■ **Given request A**
According to the article on the Sydney steakhouse, in what year was the City Mutual Building built?
■ **Given request B**
Summarize the article on the Sydney steakhouse in two sentences.
■ **Given request C**
Write the next part of the article on the Sydney steakhouse, picking up after its final sentence.

-------- Given passage

In Sydney, the steakhouse is reinvented.

By Carli Ratcliff

 

 

 

 

 

 

 

 

 

 

 

 

 

It’s hard to say what makes the biggest impression when you first walk into Neil Perry’s newest Sydney venture. Is it the columns of green marble that tower over moodily lit oak tables and a gleaming show kitchen? Is it the glamorous crowd? The smell of meat grilling over a wood fire? Whichever it is, Rockpool Bar & Grill (66 Hunter St.; 61-2/8078-1900) clearly has all the ingredients of a top-notch establishment.

Perry, perhaps Australia’s most revered chef, has never put much stock in scenery, a bold posture in a city where diners seem obsessed with harbor views. But he couldn’t have chosen a better address for his restaurant. Situated deep in Sydney’s financial district, it occupies a grand space in the landmark City Mutual Building, built in 1936 and generally considered one of the country’s finest examples of Art Deco architecture.

----------------
-------- Given information

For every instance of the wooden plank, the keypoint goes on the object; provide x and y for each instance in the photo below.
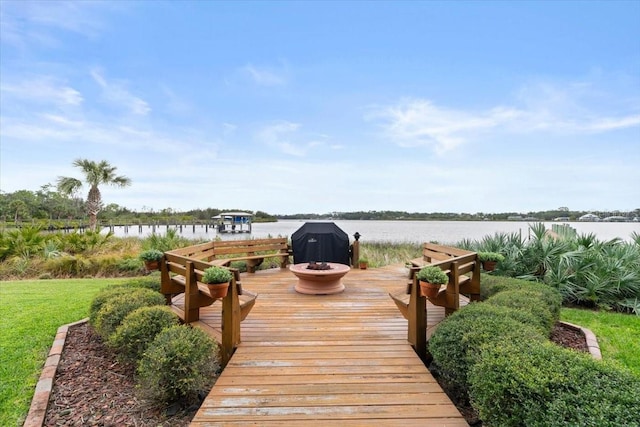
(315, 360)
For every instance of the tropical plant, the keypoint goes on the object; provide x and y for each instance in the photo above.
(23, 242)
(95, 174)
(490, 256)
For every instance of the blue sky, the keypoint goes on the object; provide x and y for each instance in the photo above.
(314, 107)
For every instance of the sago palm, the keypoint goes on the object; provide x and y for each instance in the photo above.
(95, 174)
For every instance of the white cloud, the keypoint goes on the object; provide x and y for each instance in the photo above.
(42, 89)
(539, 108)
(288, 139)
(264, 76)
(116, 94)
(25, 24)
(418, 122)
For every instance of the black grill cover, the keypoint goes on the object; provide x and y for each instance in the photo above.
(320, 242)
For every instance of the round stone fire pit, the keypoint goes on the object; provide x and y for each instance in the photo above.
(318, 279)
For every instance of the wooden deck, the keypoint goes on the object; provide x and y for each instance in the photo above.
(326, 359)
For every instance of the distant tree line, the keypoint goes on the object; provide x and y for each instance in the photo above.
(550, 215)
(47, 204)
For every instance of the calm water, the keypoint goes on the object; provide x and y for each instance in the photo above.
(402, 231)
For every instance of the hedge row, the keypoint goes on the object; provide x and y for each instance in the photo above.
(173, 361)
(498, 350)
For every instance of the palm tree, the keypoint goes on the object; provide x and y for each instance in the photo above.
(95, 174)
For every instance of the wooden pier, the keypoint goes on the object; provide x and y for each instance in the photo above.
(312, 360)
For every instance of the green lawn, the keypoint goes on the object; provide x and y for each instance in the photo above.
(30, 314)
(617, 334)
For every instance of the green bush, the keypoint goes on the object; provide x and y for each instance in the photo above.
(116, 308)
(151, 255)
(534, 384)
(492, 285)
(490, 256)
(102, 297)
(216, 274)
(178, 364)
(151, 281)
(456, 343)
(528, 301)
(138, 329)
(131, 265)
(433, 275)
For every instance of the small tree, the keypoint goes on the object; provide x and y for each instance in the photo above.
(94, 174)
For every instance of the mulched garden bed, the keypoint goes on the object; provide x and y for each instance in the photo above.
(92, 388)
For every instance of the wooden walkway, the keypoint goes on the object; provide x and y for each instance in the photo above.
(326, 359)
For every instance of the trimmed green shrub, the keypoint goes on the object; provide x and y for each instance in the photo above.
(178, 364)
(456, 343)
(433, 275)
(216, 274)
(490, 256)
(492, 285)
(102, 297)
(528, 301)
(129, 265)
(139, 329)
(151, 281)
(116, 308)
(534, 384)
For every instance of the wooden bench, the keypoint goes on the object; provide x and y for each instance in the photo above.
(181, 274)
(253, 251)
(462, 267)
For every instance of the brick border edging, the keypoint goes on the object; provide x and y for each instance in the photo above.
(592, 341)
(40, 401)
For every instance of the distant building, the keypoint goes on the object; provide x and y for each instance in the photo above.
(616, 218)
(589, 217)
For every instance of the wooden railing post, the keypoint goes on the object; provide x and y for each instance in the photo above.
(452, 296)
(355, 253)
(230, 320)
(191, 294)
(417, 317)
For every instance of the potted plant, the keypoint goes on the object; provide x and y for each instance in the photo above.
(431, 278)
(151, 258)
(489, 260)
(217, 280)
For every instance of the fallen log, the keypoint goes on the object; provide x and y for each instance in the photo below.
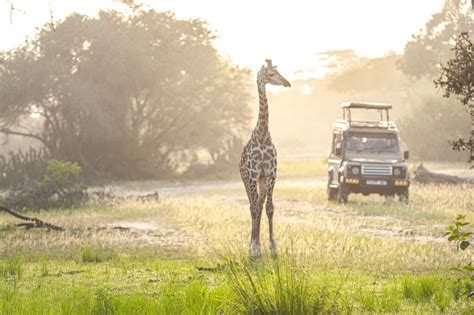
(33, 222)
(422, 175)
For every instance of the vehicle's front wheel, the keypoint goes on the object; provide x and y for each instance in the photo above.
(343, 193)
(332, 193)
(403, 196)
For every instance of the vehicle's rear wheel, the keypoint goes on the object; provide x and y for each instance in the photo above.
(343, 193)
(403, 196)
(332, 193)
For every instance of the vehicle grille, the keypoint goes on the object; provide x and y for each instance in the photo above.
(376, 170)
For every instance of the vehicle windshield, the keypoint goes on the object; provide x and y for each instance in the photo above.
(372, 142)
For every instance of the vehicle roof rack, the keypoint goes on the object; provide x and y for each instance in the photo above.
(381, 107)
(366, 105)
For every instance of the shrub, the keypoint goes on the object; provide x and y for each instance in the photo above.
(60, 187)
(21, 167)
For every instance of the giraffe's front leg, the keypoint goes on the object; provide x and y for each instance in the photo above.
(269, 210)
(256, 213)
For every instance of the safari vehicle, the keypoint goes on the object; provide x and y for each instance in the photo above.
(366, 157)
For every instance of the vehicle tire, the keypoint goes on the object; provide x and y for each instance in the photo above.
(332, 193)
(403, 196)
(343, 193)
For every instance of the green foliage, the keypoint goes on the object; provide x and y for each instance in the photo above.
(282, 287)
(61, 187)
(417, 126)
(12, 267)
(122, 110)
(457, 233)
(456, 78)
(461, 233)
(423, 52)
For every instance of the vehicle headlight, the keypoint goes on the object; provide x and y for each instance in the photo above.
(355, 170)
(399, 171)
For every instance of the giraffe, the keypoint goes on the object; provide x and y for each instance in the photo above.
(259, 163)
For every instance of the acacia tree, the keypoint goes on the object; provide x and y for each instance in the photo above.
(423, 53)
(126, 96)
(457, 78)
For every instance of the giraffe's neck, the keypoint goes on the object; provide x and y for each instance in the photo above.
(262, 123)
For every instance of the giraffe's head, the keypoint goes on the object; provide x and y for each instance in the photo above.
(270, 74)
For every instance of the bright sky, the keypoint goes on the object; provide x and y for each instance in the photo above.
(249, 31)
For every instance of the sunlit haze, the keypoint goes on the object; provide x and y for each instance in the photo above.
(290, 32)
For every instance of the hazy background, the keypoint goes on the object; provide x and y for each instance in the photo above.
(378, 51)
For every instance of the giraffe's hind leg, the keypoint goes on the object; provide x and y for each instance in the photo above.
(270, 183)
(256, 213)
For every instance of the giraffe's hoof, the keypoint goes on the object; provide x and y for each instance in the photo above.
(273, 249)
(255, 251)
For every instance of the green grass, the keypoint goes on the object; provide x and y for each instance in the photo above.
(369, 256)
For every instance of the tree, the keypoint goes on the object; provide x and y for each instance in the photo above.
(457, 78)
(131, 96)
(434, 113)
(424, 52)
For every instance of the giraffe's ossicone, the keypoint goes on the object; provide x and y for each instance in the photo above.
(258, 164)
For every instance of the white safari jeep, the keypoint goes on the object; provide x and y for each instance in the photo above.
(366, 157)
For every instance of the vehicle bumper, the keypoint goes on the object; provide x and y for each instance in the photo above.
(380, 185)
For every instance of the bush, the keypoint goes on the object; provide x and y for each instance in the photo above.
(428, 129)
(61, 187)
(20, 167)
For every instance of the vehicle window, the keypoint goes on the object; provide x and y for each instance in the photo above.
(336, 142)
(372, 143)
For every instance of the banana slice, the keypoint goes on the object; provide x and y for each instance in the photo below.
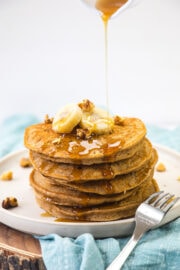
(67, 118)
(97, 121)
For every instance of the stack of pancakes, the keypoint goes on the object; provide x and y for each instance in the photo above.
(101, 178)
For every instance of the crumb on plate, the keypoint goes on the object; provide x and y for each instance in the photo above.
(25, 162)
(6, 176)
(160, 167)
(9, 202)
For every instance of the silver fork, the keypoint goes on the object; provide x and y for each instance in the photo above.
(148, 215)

----------------
-------- Given information

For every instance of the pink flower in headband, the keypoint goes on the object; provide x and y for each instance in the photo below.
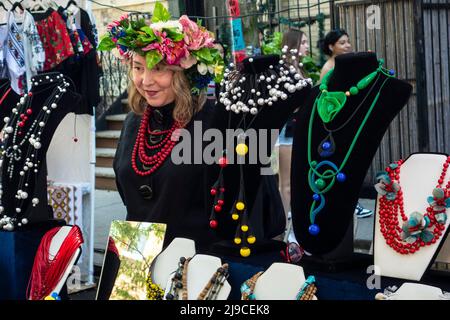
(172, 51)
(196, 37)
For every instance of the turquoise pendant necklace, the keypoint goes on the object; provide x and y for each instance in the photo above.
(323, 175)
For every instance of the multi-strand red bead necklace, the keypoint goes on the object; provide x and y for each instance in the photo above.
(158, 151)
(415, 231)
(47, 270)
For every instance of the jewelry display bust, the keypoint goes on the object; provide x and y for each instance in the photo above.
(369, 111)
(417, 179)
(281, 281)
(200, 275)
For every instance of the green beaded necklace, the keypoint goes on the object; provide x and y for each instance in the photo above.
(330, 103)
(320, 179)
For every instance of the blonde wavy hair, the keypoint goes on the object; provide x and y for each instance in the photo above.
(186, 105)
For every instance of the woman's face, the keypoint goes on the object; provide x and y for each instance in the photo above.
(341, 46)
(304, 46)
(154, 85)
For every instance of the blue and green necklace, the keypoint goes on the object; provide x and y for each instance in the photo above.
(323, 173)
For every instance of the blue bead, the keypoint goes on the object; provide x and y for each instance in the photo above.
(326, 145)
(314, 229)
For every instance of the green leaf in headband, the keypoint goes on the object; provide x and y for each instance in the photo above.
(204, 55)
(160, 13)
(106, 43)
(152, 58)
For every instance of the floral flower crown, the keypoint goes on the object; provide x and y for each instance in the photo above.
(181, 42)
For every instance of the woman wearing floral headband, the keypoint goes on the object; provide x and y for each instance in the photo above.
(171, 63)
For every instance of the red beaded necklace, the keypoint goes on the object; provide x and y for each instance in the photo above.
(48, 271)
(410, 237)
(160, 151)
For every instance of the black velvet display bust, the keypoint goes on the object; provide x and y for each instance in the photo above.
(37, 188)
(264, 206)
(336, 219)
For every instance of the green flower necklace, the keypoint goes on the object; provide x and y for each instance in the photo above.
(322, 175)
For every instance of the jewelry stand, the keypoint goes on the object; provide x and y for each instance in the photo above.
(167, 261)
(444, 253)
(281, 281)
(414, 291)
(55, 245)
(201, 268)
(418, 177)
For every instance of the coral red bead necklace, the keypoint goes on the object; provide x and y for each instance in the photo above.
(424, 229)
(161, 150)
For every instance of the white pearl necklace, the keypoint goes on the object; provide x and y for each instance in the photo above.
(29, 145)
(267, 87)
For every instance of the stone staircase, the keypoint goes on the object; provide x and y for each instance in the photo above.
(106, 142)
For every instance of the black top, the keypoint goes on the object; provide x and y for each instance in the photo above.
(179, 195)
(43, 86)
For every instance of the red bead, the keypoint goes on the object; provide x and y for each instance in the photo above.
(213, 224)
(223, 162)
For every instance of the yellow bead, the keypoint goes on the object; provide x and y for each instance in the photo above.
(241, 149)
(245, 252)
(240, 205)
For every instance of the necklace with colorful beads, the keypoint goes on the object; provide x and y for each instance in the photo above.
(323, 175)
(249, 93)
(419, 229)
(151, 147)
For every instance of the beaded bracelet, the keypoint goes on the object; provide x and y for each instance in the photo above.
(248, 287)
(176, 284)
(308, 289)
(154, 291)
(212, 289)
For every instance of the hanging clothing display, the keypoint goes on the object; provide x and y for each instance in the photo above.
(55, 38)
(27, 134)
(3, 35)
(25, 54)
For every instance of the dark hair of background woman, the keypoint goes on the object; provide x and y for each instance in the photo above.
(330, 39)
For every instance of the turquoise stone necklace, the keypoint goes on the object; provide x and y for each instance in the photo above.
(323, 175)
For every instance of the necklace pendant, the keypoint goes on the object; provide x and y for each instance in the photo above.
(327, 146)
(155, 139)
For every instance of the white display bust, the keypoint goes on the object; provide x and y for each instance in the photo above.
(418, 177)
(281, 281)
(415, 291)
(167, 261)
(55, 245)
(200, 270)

----------------

■ **Reply A**
1936

■ **Reply B**
Neil Perry's newest Sydney venture, Rockpool Bar & Grill, makes a strong first impression with its towering green marble columns, oak tables, show kitchen, glamorous crowd and meat grilling over a wood fire. Although Perry has never put much stock in scenery, the restaurant occupies a grand space in the City Mutual Building, a 1936 landmark in Sydney's financial district considered one of Australia's finest examples of Art Deco architecture.

■ **Reply C**
Decked out in dark woods, brass, and leather under a soaring ceiling, the dining room is as elegant as any in town. It should be: Perry spent millions furnishing both this place and his more casual, months-old Spice Temple Chinese restaurant next door. And the food lives up to the promise of the setting. While the chef’s legendary Rockpool on George Street is all about seafood, here, steak is the focus. A folder explaining Perry’s “Beef Philosophy” arrives with the menu and the 3,800-label-strong wine list, providing background about each beef producer used by the kitchen. It also informs diners the meat they’re about to order was earmarked while still in the paddock, and that carcasses are dry-aged on the premises.

There are five tanks of live seafood for those who prefer fish. But the grill’s spotlight is firmly on steak, be it beautifully marbled Blackmore Wagyu sirloin, Cape Grim rib eye on the bone, or grass-fed yearling fillet from Greenham. Looking for something lighter? Head to the intimate bar, home to a magnificent full-blood Wagyu burger served with Gruyere cheese, smoked bacon, and house-made pickle.